# [EXERCISE INPUTS]

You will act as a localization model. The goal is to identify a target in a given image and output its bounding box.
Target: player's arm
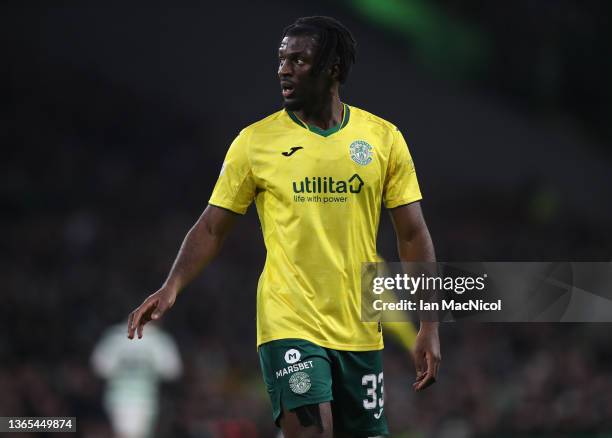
[128,205,237,339]
[390,202,442,391]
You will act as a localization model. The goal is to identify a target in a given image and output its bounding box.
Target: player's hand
[128,287,177,339]
[412,322,442,391]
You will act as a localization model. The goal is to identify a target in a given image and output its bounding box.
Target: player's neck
[295,92,344,130]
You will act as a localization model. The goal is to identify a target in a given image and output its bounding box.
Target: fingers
[128,298,158,339]
[412,352,440,391]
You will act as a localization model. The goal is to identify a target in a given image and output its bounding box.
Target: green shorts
[259,339,389,436]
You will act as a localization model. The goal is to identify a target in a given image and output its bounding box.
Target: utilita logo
[293,174,364,193]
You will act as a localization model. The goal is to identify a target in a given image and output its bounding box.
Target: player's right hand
[128,287,177,339]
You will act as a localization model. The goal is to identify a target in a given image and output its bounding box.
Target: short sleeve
[383,128,422,208]
[208,131,256,214]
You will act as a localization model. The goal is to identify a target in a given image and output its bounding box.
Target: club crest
[349,140,373,166]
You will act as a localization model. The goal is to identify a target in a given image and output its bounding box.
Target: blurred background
[0,0,612,438]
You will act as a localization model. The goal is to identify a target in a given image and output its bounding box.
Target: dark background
[0,0,612,437]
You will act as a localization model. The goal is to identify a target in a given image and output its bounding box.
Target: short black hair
[283,16,357,84]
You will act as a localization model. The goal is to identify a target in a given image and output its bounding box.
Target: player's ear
[329,64,340,81]
[329,56,340,81]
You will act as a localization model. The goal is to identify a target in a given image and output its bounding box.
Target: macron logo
[285,348,301,364]
[282,146,304,157]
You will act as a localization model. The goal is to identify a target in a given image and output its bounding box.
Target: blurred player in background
[128,17,440,438]
[91,324,182,438]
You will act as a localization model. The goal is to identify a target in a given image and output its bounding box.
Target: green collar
[287,103,351,137]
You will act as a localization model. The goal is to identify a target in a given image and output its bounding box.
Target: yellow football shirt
[209,105,421,351]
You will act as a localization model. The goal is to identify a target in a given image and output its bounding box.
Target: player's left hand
[412,322,442,391]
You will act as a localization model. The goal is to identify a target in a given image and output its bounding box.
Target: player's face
[278,35,332,111]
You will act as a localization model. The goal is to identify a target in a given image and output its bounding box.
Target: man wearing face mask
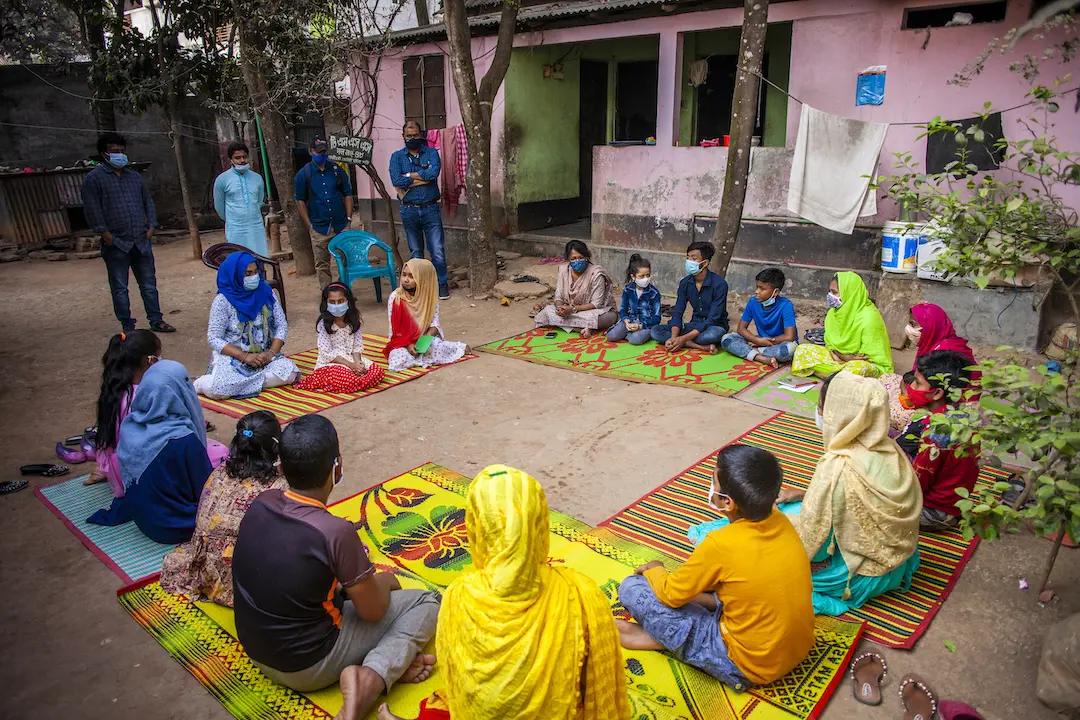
[390,120,450,300]
[214,140,269,257]
[293,137,352,288]
[82,133,176,332]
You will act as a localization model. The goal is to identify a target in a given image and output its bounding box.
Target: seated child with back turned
[617,445,814,691]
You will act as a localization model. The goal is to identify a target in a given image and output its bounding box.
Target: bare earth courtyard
[0,233,1080,720]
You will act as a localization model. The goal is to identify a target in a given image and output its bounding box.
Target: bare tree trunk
[237,21,315,275]
[712,0,769,275]
[443,0,521,293]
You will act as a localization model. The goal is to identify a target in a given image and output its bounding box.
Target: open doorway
[578,59,608,218]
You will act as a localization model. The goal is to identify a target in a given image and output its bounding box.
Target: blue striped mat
[35,475,175,584]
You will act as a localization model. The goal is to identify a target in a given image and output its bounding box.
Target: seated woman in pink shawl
[535,240,619,338]
[880,302,982,431]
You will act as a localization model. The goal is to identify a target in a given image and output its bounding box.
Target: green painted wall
[679,23,792,147]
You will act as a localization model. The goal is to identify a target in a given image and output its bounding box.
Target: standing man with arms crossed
[82,133,176,332]
[390,120,450,300]
[293,137,352,289]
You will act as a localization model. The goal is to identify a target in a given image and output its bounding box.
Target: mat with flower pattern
[199,332,475,423]
[600,412,1009,648]
[476,327,773,396]
[119,464,862,720]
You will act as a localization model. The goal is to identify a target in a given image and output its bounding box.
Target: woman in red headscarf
[881,302,982,431]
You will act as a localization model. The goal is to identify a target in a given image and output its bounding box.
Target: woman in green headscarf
[792,271,892,378]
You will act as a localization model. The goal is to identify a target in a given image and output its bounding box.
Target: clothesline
[740,68,1080,125]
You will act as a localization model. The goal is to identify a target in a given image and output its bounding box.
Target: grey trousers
[252,590,438,693]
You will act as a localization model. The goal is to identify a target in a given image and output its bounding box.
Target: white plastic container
[881,221,922,274]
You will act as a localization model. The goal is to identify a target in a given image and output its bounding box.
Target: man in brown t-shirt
[232,415,438,720]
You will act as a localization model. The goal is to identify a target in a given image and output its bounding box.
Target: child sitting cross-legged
[617,445,814,691]
[897,350,978,531]
[720,268,799,368]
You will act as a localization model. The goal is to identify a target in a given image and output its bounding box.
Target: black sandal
[18,463,69,477]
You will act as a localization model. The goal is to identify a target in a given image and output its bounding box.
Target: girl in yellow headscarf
[380,465,630,720]
[382,258,469,372]
[792,271,892,378]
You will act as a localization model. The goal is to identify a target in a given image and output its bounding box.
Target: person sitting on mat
[652,242,728,355]
[86,359,230,545]
[84,330,161,498]
[195,252,300,399]
[297,283,382,393]
[720,268,799,369]
[532,240,619,338]
[161,410,288,608]
[232,415,438,720]
[382,258,469,372]
[779,371,922,615]
[897,350,978,531]
[617,444,814,691]
[607,253,661,345]
[378,465,630,720]
[792,271,892,378]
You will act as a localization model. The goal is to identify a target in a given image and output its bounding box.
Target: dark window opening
[903,0,1009,30]
[402,55,446,131]
[693,54,769,145]
[615,60,657,142]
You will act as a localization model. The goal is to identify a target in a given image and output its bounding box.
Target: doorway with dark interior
[578,59,608,218]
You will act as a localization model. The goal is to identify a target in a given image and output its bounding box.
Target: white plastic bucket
[881,221,922,273]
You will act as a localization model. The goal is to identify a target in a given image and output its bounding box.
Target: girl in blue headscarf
[87,359,227,545]
[195,253,300,399]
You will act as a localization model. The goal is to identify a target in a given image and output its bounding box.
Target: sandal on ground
[0,480,29,495]
[18,463,68,477]
[850,652,889,708]
[900,673,937,720]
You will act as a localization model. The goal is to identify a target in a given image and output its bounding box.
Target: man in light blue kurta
[214,142,269,257]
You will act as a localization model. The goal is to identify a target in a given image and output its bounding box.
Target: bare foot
[399,653,435,682]
[334,665,387,720]
[615,620,664,650]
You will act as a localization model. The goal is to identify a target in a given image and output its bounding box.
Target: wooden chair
[202,243,288,317]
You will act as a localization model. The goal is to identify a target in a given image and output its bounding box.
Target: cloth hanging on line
[787,104,889,235]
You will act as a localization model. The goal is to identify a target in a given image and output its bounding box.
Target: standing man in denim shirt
[390,120,450,300]
[82,133,176,332]
[293,137,352,289]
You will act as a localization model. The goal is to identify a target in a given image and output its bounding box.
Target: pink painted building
[356,0,1080,278]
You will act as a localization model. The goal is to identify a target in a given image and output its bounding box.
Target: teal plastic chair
[328,230,397,302]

# [EXERCISE DETAILS]
Rewrite all of the records above, changing every "localization model" to "grounding model" and keeping everything else unchanged. Leave the pictures out.

# [WRITTEN SOLUTION]
You will act as a grounding model. The goal is to identify a target in a given image and output its bounding box.
Target: player's arm
[128,205,237,339]
[390,202,442,391]
You will act as a grounding model. The goal is to identify a target in a given image and output its bounding box.
Target: player's hand
[128,287,177,339]
[412,322,442,391]
You will act as a grounding model. The goal is to identify a target in a given image and output its bounding box.
Target: player's neck
[295,92,344,130]
You will act as a grounding model. The goal is to identify a target in a given image and output its bounding box.
Target: fingers
[128,298,158,339]
[412,352,440,391]
You will act as a grounding model. The goal is to identify a target in a given image and output its bounding box.
Target: green shorts
[259,339,389,436]
You will act as a grounding model. The goal is to identify a target in a given image and output its bounding box.
Target: utilita logo
[293,174,364,193]
You will act as a grounding model. The goal is to identify a target in a given image and output its bounding box.
Target: player's right hand
[128,287,177,339]
You will act as a grounding model. The goal is to identify a target in a given image and output its bounding box.
Target: short sleeve
[383,128,422,208]
[208,131,256,214]
You will act as a grounding model. The goal is to identify a target in a given image and output its bounding box.
Target: club crest
[349,140,373,166]
You will act as a grounding model. The goal is to identify a target in a given image and output its bounding box.
Target: blurred background
[0,0,612,438]
You will act as a grounding model. The goal is to identify a target in a given image and output its bounding box.
Target: dark background
[0,0,612,437]
You will act as a grounding model. The goal is to identify a target in a given image and output its bounding box.
Target: short black hair
[283,16,357,84]
You will act as a grounding model. The goal is to identify a target in a given image and output its bounding box.
Target: player's ear
[329,64,340,81]
[329,56,340,81]
You will act as a grounding model. The goal is to identify a target in a given image and output its bounding box.
Target: macron logo
[285,348,301,364]
[282,146,304,157]
You will act as a grounding model. The goal is to identify a target in a given image and output its bounding box.
Target: blurred player in background
[128,17,440,438]
[91,324,182,438]
You will act as a grounding model. The goal is to identify a target in a given image and output its bounding box.
Target: green collar
[287,103,351,137]
You will act as a grounding model. The goal is to identify a target in a given image and output its bounding box.
Target: yellow football shirt
[209,105,421,351]
You will act as a grounding model. The goal is to identify a target in a given image and output its bounding box.
Target: player's left hand
[412,322,442,391]
You will act as a grounding model. The goal is to identify a target in a given image and output its bounding box.
Target: player's face
[278,35,332,111]
You will act as a grounding model. The goal is to identify a target in a given image and output its bounding box.
Target: man wearing face mask
[390,120,450,300]
[214,140,269,257]
[293,137,352,288]
[82,133,176,332]
You will act as a grounding model. The goal is to identify a target in a given image and output its bounding box.
Target: seated child with back turned
[617,445,814,691]
You will act as a grounding model. The goal is to identify a target in a given image and output its bounding box.
Target: bare earth courtyard
[0,233,1080,720]
You will act as a grounding model. The goal is to identify a target in a given image and output its bounding box.
Target: bare tree trunk
[237,21,315,275]
[712,0,769,275]
[443,0,521,293]
You will act as a grounding model. The goal is to identify a target in a given image and output its bounding box.
Target: open doorway
[578,59,608,218]
You will act as a grounding model. The goal is to identify a target in a given image and output its bounding box.
Target: blue striped mat
[35,475,175,584]
You will act as a grounding model. The goal is to identify a target in a given image and output its bounding box.
Target: seated woman in pink shawl
[535,240,619,338]
[880,302,982,431]
You will act as a grounding model. The goal is to identify a target in a given image and output its bounding box.
Target: green painted wall
[679,23,792,147]
You will act as a grounding model. The goal is to identify a target in a given image and output its bounding box.
Target: standing man with arms crossed
[82,133,176,332]
[390,120,450,300]
[293,137,352,289]
You will act as a grounding model. The goal is to identify a target in a given image and output its bounding box.
Target: mat with flower pattern
[199,332,475,423]
[600,412,1009,648]
[476,327,773,396]
[119,464,862,720]
You will act as a grounding model. The goal is to identify a target in a given image and output its bounding box.
Target: woman in red headscarf
[881,302,982,431]
You will act as a grounding model. The goal is to identify a target in a given image and output its bounding box.
Target: woman in green headscarf
[792,271,892,378]
You will act as a grounding model. The goal is to identify a target in a given image and output its bounding box.
Target: clothesline
[740,68,1080,125]
You will act as a grounding model. The goal is to identify a target in a given image and output its bounding box.
Target: grey trousers
[252,590,438,693]
You will act as a grounding model. The goal is to identify a target in a given image and output its bounding box.
Target: white plastic container
[881,221,922,274]
You will act as a grounding model. The goal is to identify a target in a given image and output its bounding box.
Target: man in brown t-shirt
[232,415,438,720]
You will act as a grounding model. The goal is to identify a target in a given image and output its bounding box.
Target: child sitting cross-legged
[617,445,814,691]
[897,350,978,531]
[720,268,799,368]
You will act as a grounding model. The goal is to identify a target in a given image and output its bounding box.
Target: black sandal
[18,463,69,477]
You will act as a grounding model. The goal is to identify a target in a given image and output its bounding box.
Target: girl in yellow headscarf
[380,465,630,720]
[382,258,469,372]
[792,271,892,378]
You will act as a grounding model. The goal is to identify a target in a given image and output its bounding box.
Target: person sitting on mat
[652,242,728,355]
[86,359,230,545]
[84,330,161,498]
[195,252,300,399]
[297,283,382,393]
[720,268,799,369]
[532,240,619,338]
[161,410,288,608]
[232,415,438,720]
[382,258,469,372]
[779,371,922,615]
[897,350,978,531]
[617,444,814,691]
[607,253,661,345]
[378,465,630,720]
[792,271,892,378]
You will act as a grounding model. The goal is to identify a target in a given image and output its bounding box.
Target: dark window opening
[903,0,1009,30]
[402,55,446,131]
[693,54,769,145]
[615,60,657,142]
You will act as a grounding model. The goal is to identify a target in a given image and output its bounding box.
Target: doorway with dark interior
[578,59,608,218]
You will act as a grounding model. The goal is to identify a target in a given image and output its bounding box.
Target: white plastic bucket
[881,221,922,273]
You will act as a grounding model. The goal is to identify a target in a given image and output its bounding box.
Target: girl in blue headscarf
[87,359,227,545]
[195,253,300,399]
You will act as a grounding model. The goal is to identify a target in a given image and output its bounding box.
Target: sandal on ground
[0,480,29,495]
[18,463,68,477]
[850,652,889,708]
[900,673,937,720]
You will act as a grounding model. The goal is to identify a target in a given image and output its bounding box.
Target: man in light blue kurta
[214,142,269,257]
You will act as a grounding model. The goal is to identify a target in a given image and output its bounding box.
Target: bare foot
[399,653,435,682]
[334,665,387,720]
[615,620,664,650]
You will act as a grounding model. The goal is to identify a target in a given image and output its bounding box.
Target: wooden chair
[202,243,288,317]
You will act as a grounding model. The goal is to identify a target in a given image and output its bounding box.
Target: cloth hanging on line
[787,104,889,235]
You will act as a grounding model. The goal is to identify a target in a given image and output its bounding box.
Target: standing man in denim shirt
[390,120,450,300]
[82,133,176,332]
[293,137,352,289]
You will act as a grounding model. The goal is to identify a target in a given image and output its bounding box.
Target: pink painted building
[356,0,1080,278]
You will act as a grounding model. The goal is to identify a target in a given image and output its bounding box.
Target: teal plastic chair
[328,230,397,302]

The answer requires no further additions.